### Task to carry out
Can you give the material again from its start up to and including the line containing "284L110 293L79 290L17", substituting "hedge row" for "bush row" and leaving all else unchanged?
*** Excerpted data ***
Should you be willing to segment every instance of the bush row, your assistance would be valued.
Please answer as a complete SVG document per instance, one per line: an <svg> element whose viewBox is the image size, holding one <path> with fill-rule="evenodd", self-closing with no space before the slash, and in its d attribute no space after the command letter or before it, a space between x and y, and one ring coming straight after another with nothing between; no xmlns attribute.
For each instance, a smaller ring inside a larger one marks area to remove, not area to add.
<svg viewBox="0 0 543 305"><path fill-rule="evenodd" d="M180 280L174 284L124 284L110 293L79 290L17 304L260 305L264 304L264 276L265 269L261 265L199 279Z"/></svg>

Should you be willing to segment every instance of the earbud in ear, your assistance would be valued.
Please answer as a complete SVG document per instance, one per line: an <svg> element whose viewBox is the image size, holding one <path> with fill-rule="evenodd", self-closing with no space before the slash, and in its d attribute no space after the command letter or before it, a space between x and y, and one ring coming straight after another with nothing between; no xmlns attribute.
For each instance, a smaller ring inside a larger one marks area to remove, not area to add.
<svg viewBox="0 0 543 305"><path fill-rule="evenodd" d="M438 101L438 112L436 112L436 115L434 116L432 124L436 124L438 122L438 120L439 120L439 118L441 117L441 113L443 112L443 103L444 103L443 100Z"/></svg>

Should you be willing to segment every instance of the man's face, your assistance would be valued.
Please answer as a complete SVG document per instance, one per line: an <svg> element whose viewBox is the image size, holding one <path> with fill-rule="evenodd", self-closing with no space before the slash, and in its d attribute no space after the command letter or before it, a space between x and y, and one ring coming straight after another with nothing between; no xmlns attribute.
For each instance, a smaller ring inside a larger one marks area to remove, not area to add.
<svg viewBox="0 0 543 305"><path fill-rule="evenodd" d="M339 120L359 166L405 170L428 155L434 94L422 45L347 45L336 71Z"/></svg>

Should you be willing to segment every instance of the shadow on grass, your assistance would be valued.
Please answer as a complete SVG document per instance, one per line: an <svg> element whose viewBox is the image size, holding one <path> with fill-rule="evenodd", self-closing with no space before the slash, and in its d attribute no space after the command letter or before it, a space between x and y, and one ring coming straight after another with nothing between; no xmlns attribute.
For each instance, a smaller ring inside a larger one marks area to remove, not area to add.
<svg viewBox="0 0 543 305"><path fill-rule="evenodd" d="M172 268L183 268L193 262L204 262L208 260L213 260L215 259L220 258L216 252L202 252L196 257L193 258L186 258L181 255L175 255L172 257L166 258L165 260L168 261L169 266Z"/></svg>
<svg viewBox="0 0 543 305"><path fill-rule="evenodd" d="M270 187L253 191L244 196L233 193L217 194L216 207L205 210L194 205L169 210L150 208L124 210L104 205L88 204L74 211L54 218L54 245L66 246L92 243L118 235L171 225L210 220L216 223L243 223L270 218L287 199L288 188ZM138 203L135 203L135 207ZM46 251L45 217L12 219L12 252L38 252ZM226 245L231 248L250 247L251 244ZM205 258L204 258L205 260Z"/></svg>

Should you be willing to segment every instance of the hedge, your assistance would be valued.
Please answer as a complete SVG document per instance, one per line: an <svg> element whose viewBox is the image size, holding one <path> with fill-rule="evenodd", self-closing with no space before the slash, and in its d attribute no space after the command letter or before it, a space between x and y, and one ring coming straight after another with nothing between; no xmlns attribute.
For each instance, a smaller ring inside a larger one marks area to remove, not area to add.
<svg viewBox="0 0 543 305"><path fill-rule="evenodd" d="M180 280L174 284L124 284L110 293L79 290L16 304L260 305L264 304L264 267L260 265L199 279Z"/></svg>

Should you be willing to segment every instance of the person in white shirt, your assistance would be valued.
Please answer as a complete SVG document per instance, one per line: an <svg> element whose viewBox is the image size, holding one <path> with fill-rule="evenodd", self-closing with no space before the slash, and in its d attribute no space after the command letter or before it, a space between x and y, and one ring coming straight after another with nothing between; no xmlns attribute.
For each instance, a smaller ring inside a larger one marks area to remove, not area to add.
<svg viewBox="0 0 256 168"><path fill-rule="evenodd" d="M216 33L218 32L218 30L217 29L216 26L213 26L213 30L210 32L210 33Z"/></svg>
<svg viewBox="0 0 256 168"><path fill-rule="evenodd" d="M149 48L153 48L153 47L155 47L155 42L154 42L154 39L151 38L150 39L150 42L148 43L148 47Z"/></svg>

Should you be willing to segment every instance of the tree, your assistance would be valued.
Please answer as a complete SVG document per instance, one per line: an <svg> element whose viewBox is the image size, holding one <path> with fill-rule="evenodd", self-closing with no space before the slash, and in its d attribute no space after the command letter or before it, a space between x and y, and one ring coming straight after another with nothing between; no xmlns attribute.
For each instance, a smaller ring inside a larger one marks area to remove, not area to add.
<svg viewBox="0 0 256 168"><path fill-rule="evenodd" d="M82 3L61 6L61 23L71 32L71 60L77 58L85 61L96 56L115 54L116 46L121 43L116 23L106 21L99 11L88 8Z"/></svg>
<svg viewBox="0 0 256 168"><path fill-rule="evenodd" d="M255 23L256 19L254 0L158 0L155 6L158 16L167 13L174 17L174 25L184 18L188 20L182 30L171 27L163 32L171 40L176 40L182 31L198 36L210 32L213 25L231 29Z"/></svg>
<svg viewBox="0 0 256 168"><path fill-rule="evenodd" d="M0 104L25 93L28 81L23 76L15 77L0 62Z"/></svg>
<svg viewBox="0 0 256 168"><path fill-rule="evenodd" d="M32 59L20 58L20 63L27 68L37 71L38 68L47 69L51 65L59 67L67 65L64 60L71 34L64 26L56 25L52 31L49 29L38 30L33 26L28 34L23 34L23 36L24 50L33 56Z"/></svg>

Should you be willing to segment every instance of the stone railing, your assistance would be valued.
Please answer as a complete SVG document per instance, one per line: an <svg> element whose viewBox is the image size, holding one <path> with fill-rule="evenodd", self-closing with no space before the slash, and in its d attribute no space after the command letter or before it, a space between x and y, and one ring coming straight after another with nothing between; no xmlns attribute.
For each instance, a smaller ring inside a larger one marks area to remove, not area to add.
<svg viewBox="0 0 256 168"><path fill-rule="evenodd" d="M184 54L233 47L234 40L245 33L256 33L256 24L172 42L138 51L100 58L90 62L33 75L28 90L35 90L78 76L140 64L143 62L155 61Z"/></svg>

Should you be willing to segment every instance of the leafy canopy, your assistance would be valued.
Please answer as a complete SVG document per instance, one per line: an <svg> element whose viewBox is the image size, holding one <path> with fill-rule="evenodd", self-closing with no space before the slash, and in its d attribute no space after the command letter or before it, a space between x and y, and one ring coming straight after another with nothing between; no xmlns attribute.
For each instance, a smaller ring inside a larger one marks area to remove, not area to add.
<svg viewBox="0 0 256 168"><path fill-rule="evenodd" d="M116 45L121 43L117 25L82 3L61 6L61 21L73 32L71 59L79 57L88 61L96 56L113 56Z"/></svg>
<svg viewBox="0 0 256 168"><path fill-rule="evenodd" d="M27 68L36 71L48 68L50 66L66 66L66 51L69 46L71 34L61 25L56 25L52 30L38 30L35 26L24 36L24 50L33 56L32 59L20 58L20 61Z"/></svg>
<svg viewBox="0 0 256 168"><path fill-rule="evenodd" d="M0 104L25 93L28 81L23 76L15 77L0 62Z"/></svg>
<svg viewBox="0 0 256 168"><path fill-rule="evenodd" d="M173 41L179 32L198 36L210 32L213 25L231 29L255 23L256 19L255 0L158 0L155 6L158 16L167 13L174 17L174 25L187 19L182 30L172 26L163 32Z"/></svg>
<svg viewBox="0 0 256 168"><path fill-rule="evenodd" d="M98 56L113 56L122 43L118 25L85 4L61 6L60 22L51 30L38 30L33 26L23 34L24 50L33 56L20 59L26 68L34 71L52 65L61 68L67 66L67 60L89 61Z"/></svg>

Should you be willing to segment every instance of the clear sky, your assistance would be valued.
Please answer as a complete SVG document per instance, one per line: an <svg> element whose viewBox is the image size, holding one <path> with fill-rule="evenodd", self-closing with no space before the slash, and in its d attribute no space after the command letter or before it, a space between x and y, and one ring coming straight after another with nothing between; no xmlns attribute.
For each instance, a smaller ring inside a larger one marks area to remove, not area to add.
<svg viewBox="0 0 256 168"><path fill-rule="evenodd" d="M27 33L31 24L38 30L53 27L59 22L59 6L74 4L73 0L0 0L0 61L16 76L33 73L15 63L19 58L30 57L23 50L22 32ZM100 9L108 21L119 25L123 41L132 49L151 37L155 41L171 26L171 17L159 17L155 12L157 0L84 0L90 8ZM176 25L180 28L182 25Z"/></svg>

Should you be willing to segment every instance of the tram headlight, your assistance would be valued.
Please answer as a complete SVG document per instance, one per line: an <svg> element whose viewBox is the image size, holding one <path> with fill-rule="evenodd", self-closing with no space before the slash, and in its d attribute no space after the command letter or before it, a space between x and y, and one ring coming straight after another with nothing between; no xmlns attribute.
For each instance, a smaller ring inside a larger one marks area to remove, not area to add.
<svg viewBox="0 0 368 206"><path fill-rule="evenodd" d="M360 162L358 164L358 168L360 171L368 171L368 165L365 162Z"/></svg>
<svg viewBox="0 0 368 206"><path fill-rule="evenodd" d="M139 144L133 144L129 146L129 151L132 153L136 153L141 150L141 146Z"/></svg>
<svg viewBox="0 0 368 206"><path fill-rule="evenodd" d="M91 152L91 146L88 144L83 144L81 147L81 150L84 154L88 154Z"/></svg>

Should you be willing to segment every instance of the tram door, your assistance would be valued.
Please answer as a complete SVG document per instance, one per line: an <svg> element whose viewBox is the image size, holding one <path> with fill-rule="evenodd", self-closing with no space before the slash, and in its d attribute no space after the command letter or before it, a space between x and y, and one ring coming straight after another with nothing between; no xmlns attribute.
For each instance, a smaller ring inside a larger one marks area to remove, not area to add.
***
### The completed task
Should you be willing to segment every instance of the hedge row, your assistance would be valued.
Please answer as a complete SVG document per instance, one per line: an <svg> element whose viewBox is the image size, holding one <path> with fill-rule="evenodd", self-closing with no space before the slash, and in its d attribute no space after the command letter or before it, a space between x and y, and one ring coming straight after another with nothing between; no xmlns attribute.
For each instance, a smaller ring inside a larger one marks area to remove, not area to add.
<svg viewBox="0 0 543 305"><path fill-rule="evenodd" d="M180 280L174 284L124 284L110 293L79 290L17 304L260 305L264 304L264 276L265 269L261 265L199 279Z"/></svg>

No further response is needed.